_Task item_:
Output the data that follows exactly, line for line.

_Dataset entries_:
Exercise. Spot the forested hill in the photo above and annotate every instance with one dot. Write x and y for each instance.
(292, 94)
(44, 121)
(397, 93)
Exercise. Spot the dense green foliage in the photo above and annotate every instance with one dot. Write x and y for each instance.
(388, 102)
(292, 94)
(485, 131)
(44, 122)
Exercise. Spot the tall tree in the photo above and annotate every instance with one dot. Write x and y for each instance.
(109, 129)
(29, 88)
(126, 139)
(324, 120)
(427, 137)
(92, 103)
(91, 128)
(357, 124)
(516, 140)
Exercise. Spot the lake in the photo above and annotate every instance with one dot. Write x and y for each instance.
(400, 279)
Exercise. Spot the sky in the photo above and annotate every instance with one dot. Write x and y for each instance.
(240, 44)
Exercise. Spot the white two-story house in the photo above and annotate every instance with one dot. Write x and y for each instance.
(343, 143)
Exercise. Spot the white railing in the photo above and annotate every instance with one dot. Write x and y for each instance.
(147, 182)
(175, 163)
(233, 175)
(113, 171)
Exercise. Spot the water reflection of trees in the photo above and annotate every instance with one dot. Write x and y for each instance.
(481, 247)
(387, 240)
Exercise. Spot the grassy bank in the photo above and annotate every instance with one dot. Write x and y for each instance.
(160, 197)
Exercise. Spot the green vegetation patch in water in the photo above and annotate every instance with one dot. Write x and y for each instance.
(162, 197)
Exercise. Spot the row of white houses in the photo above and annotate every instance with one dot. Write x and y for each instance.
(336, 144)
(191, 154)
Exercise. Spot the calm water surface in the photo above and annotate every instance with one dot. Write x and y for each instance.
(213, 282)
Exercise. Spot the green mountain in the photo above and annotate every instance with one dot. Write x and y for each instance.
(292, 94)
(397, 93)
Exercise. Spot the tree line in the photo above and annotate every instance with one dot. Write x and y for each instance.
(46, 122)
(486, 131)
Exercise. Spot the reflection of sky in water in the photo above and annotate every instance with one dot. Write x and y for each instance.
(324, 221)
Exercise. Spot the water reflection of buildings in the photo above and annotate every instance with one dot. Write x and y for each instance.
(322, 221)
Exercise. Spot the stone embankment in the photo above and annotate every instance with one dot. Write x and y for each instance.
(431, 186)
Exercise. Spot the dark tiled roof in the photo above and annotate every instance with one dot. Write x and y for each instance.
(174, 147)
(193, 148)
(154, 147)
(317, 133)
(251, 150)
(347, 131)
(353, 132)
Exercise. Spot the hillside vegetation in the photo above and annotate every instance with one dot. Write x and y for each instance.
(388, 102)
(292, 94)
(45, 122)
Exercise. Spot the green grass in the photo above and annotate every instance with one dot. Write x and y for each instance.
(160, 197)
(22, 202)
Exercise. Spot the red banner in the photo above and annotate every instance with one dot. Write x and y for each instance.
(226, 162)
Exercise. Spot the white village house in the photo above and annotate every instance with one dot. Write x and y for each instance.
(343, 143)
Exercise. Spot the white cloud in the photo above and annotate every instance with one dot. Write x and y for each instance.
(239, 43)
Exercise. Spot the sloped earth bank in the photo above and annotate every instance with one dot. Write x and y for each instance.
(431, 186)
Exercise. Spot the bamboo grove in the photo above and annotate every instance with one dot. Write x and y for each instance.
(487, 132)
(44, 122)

_Your solution_:
Exercise. Spot the forested hill in the photo above and annotate every instance with one dot. Write x and y for each instance.
(292, 94)
(44, 121)
(397, 93)
Exercise. Spot the dense green foliage in the photo above and annotate every instance with one dot. Write x and y for each instance.
(388, 102)
(292, 94)
(485, 131)
(44, 122)
Exercise. Spot the tall tree in the photo above and annotate every instance with one dot. Write x and y for each instance.
(109, 129)
(29, 88)
(126, 139)
(324, 120)
(427, 137)
(92, 103)
(91, 128)
(357, 124)
(516, 140)
Exercise. Spot the lake in the photo above and annotate every instance with one dot. Write x and y for each instance.
(400, 279)
Exercise. Spot the sky in the photo above and annotate every instance with one dot. Write x and y for each instance.
(240, 44)
Exercise. Spot the white two-story house in the photo above and annotate every instance with one dot. Write x and y for each instance.
(343, 143)
Exercise. Spot the white railing in the photo above and annotate every instance with one dot. Write x and y for each instance.
(147, 182)
(175, 163)
(233, 175)
(113, 171)
Exercise. Spot the water reflection of trees in the photo above and annotate every instance with one dot. Write x and y for each instance.
(481, 247)
(387, 240)
Exercise. Spot the grassy bank in the photo above and annotate every instance with one dot. Write x and y for each instance.
(160, 197)
Exercise. Spot the green vegetation patch in water in the photo above and annotate every instance with one dot. Write x and y for each instance.
(162, 197)
Exercise. Spot the row of white houses in the photo above and annotate every instance with one dot. Write x and y for each instance.
(336, 144)
(191, 154)
Exercise. Spot the calm water surface in the photo above and annotate every instance with one dot. Write x and y for each instance.
(213, 282)
Exercise. Spot the green mountain in the photo above and annotate every instance with one dot. Write x and y for each instance.
(292, 94)
(397, 93)
Exercise. Spot the tree line in the photo above and annotate every instance with one dot. Write x and y for each instance.
(46, 122)
(486, 131)
Exercise. Spot the reflection of sky in water in the photo above and annotate every instance with one dot. Write x and y for each instance.
(324, 221)
Exercise. Spot the water reflection of buildings in the photo above and annotate every instance with one dot. Write x and y for each instance.
(322, 221)
Exercise. Spot the stone embankment in the photo above and annotate every instance with one dot. Write x and y for each instance.
(431, 186)
Exercise. Spot the dark tiled roof in the photo above and annotate every instance with one dot. Write x and y for each instance.
(174, 147)
(193, 148)
(154, 147)
(317, 133)
(251, 150)
(347, 131)
(353, 132)
Exercise. Spot the hillside vegetation in the photo above and annotate every instance with one dot. Write x and y for each instance.
(388, 102)
(292, 94)
(45, 122)
Exercise. Spot the green grass in the photo above and annotate every instance with one dot. Write x and y for each instance.
(160, 197)
(22, 202)
Exercise. Spot the red banner in the photo above and annotate every instance with one dot. Write x and y for each instance.
(226, 162)
Exercise. Spot the white village house in the photo above and annotate every instance with one dot. Write x and y for each instance.
(343, 143)
Exercise. Spot the white cloud in the photo above and annotate every instance with one dot. Write x and y for each instance.
(239, 43)
Exercise. Spot the sloped earth bank in the photo above and annotate every instance with one dot. Write x and y for each instance.
(431, 186)
Exercise. Spot the bamboo grove in the photo above and annotate every instance with one dot. Write x and y for each instance.
(487, 132)
(44, 122)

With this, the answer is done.